**DIRECTION 1**
Using the article on the Central Park funding plan, decide whether each statement agrees with it: (a) The bill would make conservancies with operating budgets over $5 million give up 20 percent of those budgets; (b) De Blasio proposed shifting money within the city's parks and recreation budget; (c) The bill was proposed by a senator from Brooklyn. Answer yes or no for each and quote the deciding words from the article.
**DIRECTION 2**
Write the next part of the article on the Central Park funding plan, starting after its final sentence.

:: PASSAGE GIVEN ::

Would-Be NYC Mayor Would Gut Central Park

This is why we can’t have nice things, New Yorkers might have muttered when they heard the news: Bill de Blasio, a shoo-in to be elected mayor next month, supports a plan to gut one of New York City’s most successful policy innovations of the past three decades.

That innovation is Central Park, the crown jewel of America’s urban parks. De Blasio made headlines when it was revealed that he supports a plan to redistribute money from Central Park’s operating budget to other, smaller parks throughout the city.

That may sound innocuous, but take a closer look. It would be one thing if de Blasio was proposing to move money around within the city’s $380 million parks and recreation budget. Instead, de Blasio has endorsed a plan to raid the assets of the private nonprofit group that runs Central Park.

The New York state senate bill proposed by Brooklyn senator Daniel Squadron would create a new “Neighborhood Parks Alliance” to redirect money to city parks considered neglected. The money would come from management conservancies like the Central Park Conservancy, Brooklyn’s Prospect Park Alliance, the Battery Conservancy at Manhattan’s southern tip, and the High Line. According to the proposal, private conservancies with operating budgets over $5 million would be required to surrender 20 percent of their operating budgets to the Neighborhood Parks Alliance.

“I think we have to share the wealth a little bit here,” de Blasio said in an interview over the summer. Such a plan to raid the coffers of private, not-for-profit groups would likely not pass constitutional muster, but if it did, the result would be dreadful for all parks—and philanthropy—in New York City.

:::
:: DATASET ENTRIES ::

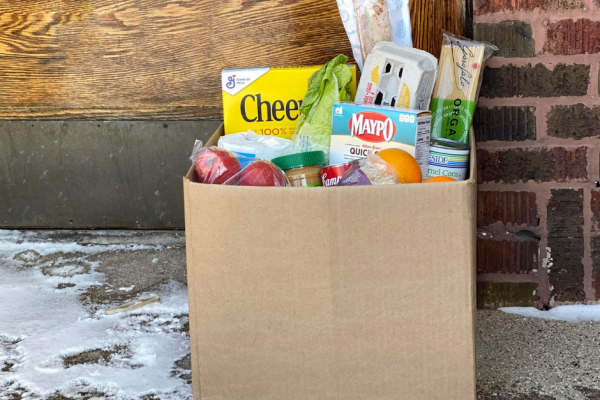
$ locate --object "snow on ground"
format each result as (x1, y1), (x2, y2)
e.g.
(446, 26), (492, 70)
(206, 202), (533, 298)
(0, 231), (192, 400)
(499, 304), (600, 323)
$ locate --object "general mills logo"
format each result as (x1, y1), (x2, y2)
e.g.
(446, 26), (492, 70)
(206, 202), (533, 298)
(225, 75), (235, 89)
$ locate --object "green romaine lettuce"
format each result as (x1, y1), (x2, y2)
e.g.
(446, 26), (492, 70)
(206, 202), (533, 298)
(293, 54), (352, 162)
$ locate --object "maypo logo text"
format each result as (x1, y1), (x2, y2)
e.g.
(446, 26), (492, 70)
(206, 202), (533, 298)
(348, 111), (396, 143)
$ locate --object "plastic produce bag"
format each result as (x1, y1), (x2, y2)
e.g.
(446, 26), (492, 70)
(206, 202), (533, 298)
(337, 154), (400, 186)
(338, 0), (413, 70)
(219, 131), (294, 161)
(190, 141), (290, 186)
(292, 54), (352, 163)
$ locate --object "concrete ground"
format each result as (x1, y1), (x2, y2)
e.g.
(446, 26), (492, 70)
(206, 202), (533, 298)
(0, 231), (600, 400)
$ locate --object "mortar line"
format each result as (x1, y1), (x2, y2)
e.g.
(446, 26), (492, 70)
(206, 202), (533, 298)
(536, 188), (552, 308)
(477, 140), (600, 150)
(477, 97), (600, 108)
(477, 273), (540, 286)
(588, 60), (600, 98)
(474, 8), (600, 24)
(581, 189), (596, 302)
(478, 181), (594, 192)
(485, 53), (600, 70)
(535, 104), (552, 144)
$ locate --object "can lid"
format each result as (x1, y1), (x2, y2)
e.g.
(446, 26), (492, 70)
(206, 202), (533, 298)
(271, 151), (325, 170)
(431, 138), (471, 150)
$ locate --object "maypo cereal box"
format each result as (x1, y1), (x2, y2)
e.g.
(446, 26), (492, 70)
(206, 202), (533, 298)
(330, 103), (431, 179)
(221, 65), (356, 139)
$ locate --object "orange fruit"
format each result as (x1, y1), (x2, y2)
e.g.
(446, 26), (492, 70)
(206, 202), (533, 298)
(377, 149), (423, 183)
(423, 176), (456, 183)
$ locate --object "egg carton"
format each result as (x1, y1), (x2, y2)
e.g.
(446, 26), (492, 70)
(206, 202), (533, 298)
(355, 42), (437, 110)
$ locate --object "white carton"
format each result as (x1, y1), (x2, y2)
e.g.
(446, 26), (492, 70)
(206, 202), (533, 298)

:::

**REPLY 1**
(a) Yes: "private conservancies with operating budgets over $5 million would be required to surrender 20 percent of their operating budgets to the Neighborhood Parks Alliance."
(b) No: "Instead, de Blasio has endorsed a plan to raid the assets of the private nonprofit group that runs Central Park."
(c) Yes: "The New York state senate bill proposed by Brooklyn senator Daniel Squadron"

**REPLY 2**
A Track Record of Success

Founded in 1980 by the odd-couple duo of conservative stockbroker Dick Gilder and left-wing hedge fund manager George Soros, the Central Park Conservancy took on the Augean task of reversing decades of physical neglect and social decay. Central Park in the 1970s was, like much in America’s urban cores, in decline. Its emerald lawns had been pounded to dirt, and changes in policing gave the homeless and gang members run of the park. The city’s fiscal crisis—remember “Ford to City: Drop Dead”?—left few funds for maintenance, and the unionized staff that remained was crippled by complex work rules.

The insight from Gilder and Soros was that all the money in Manhattan wouldn’t make a difference if the management didn’t change. In the words of Elizabeth Barlow Rogers, the young landscape designer they hired to run the conservancy, “You don’t throw money at the problem. You throw management.”

The conservancy began slowly, building relationships with the New York parks department and funding targeted projects to demonstrate—to donors and to the public—its ability to get things done. As the conservancy moved bit by bit—rebuilding Belvedere Castle, re-sodding the Sheep Meadow, cleaning up Harlem Meer—the conservancy generated confidence in its ability to turn around problems.

The conservancy was awarded a long-term contract by the city to manage the park in 1998; it was renewed in 1996. The city pays a management fee to the conservancy and provides public safety, but it recoups much of this expense in concessions like ice cream sales and boat rentals. The conservancy raises the large majority of its $58.3 million budget and employs 90 percent of the park’s staff.

The result has been a largely transformed Central Park that serves as a playground for all kinds of New Yorkers and visitors—40 million per year, more than triple the number 30 years ago. The history shows that the Central Park Conservancy was a leading indicator of New York’s 1990s resurgence as a safe and vibrant city.

Model of Innovation

The Central Park Conservancy inspired park-lovers across New York and the country. There are today dozens of major urban parks that are under private conservancy management, including New York’s High Line and Prospect Park, St. Louis’ Forest Park, Atlanta’s Piedmont Park, Memphis’ Shelby Farms, and whole networks of parks in Louisville, Buffalo, and Pittsburgh.

The conservancy model works especially well for large, complex urban parks with multiple uses and extensive programming. A two-acre neighborhood park with a playground and picnic area, or a lightly used wilderness area on the edge of town, has relatively straightforward management needs. Big center-city parks with historic landmarks, complex landscaping, athletic facilities, water features, performance venues, zoos, food and beverage services, and other interactive features require specialized management and funding.

Across the country, cities have found that conservancies also work well for generating the funds and interest to build new parks from scratch and for turning around city-managed parks that have fallen into decay or neglect.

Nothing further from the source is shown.